Exercise objective ::
Copy each line of the records below word for word, keeping every line in its original order.

[Point-based annotation records]
++++++++

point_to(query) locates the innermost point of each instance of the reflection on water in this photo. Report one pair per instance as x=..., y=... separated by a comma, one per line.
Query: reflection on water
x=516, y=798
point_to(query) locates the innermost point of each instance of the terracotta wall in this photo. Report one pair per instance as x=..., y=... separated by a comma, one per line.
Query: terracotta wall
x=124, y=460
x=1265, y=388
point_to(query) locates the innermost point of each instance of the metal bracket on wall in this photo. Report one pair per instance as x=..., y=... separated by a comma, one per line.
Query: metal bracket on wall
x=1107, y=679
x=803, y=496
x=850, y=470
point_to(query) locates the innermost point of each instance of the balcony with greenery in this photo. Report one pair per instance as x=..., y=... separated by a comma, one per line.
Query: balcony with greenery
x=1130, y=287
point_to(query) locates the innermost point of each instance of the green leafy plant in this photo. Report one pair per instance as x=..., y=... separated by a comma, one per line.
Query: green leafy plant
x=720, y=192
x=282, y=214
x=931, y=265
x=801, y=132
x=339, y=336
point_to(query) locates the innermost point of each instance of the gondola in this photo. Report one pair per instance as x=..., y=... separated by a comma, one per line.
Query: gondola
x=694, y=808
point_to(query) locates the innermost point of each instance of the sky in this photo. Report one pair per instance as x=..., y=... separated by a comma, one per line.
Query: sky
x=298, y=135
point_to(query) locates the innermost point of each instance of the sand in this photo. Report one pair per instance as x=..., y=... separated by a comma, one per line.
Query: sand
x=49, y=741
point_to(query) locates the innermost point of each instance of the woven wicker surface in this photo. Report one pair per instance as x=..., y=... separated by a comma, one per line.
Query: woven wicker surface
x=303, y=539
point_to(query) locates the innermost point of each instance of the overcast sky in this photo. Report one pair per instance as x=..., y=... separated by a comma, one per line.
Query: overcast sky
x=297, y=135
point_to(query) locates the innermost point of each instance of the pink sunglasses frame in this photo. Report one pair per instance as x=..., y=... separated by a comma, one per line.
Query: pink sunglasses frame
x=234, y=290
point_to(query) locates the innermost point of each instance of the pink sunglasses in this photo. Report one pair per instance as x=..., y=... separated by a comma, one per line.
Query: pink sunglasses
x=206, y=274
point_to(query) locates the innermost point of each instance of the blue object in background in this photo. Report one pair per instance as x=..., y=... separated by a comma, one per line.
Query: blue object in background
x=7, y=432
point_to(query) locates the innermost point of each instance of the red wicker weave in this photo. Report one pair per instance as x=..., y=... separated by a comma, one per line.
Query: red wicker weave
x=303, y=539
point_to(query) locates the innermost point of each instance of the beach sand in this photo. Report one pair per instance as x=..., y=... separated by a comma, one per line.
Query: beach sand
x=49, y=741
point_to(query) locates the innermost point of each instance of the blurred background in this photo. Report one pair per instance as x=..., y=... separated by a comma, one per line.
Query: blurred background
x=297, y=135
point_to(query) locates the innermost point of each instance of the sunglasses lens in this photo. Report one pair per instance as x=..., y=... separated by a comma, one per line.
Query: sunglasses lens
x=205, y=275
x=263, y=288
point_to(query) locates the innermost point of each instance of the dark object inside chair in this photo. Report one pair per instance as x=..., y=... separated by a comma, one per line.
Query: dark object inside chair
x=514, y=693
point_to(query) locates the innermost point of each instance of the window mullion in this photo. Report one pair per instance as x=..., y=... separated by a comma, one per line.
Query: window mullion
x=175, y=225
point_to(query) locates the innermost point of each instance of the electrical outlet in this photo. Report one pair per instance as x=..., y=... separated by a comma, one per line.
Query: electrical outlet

++++++++

Finished exercise ::
point_to(query) locates the innermost point of each instance of the reflection on water in this photo. Report one pair per instance as x=..., y=... separated by a comma, one per line.
Query: reflection on water
x=516, y=798
point_to(query) locates the innermost point of each instance of the terracotta wall in this photo. Report one pair per instance as x=..., y=... separated by a comma, one per line.
Query: terracotta wall
x=124, y=460
x=1265, y=388
point_to(query) locates the innermost point of each instance of the metal bracket on wall in this photo. Report one pair per instance as x=..., y=... separated by a comma, one per line.
Query: metal bracket on wall
x=1107, y=679
x=803, y=496
x=850, y=470
point_to(query) locates the innermost point of each instance of the balcony with greenery in this photo. Report one pair per instance as x=..., y=... separated by a comma, one per line.
Query: balcony with greenery
x=1130, y=287
point_to(query) locates the innermost point of each instance of the green leafy plant in this photo. Report one pair per instance as x=..., y=... separated by a comma, one per line.
Query: green leafy plant
x=720, y=192
x=282, y=214
x=931, y=265
x=801, y=132
x=339, y=336
point_to(query) locates the innermost point of each instance of the gondola in this photo. Report one pair per instance as x=..., y=... separated by a comma, one per line.
Query: gondola
x=694, y=808
point_to(query) locates the innermost point of each instance of the sky in this photo. Report one pair per instance as x=..., y=... separated by a comma, one per line.
Query: sky
x=298, y=135
point_to(query) locates the innermost point of each instance of the sand in this photo. Report one pair per instance as x=..., y=... separated by a comma, one per line.
Query: sand
x=49, y=741
point_to(query) locates the innermost point of each instance of the woven wicker surface in this photo. Report one pair per instance as x=..., y=... separated by a comma, one per line.
Query: woven wicker surface
x=303, y=539
point_to(query) locates the innermost point of each instance of the overcast sky in this photo. Report one pair per instance as x=..., y=... separated by a comma, one per line.
Query: overcast sky
x=297, y=135
point_to(query) locates the innermost point of each instance of the pink sunglasses frame in this photo. Report one pair per instance as x=..., y=... separated by a comma, one per line.
Query: pink sunglasses frame
x=234, y=290
point_to(query) locates the innermost point of each instance of the pink sunglasses in this photo. Report one pair per instance as x=..., y=... separated by a comma, one per line.
Query: pink sunglasses
x=206, y=274
point_to(query) locates the innermost point of each instance of the blue object in background in this photo. Report one pair per instance as x=..., y=... separated by a comma, one per line.
Query: blue object in background
x=7, y=432
point_to(query) locates the innermost point of each instance of the red wicker weave in this photo. Report one pair per instance as x=..., y=... separated by a comma, one per line.
Query: red wicker weave
x=303, y=539
point_to(query) locates the innermost point of each instance of the beach sand in this photo. Report one pair per instance as x=..., y=... separated by a comma, one per line.
Query: beach sand
x=49, y=741
point_to(query) locates the innermost point of each instance of the blurred background in this photo. Report one pair per instance as x=..., y=... separated by a comma, one per line.
Query: blurred background
x=297, y=135
point_to(query) locates the innermost point of each instance of the sunglasses lens in this photo. Report one pair per instance as x=..., y=... separated by a comma, one per line.
Query: sunglasses lens
x=205, y=275
x=263, y=288
point_to(query) locates the innermost point of each instance of the dark object inside chair in this photo. Report one pair per instance as x=..., y=... separated by a comma, one per line.
Query: dark object inside chair
x=514, y=693
point_to(query) locates the innermost point of each instance of the window mullion in this photo. Report one pair per instance as x=..., y=... separated by a comma, one per line.
Query: window mullion
x=175, y=225
point_to(query) locates the innermost point of each instance of the electrical outlet in this photo. Report one pair per instance as x=..., y=... separated by a comma, one per line.
Query: electrical outlet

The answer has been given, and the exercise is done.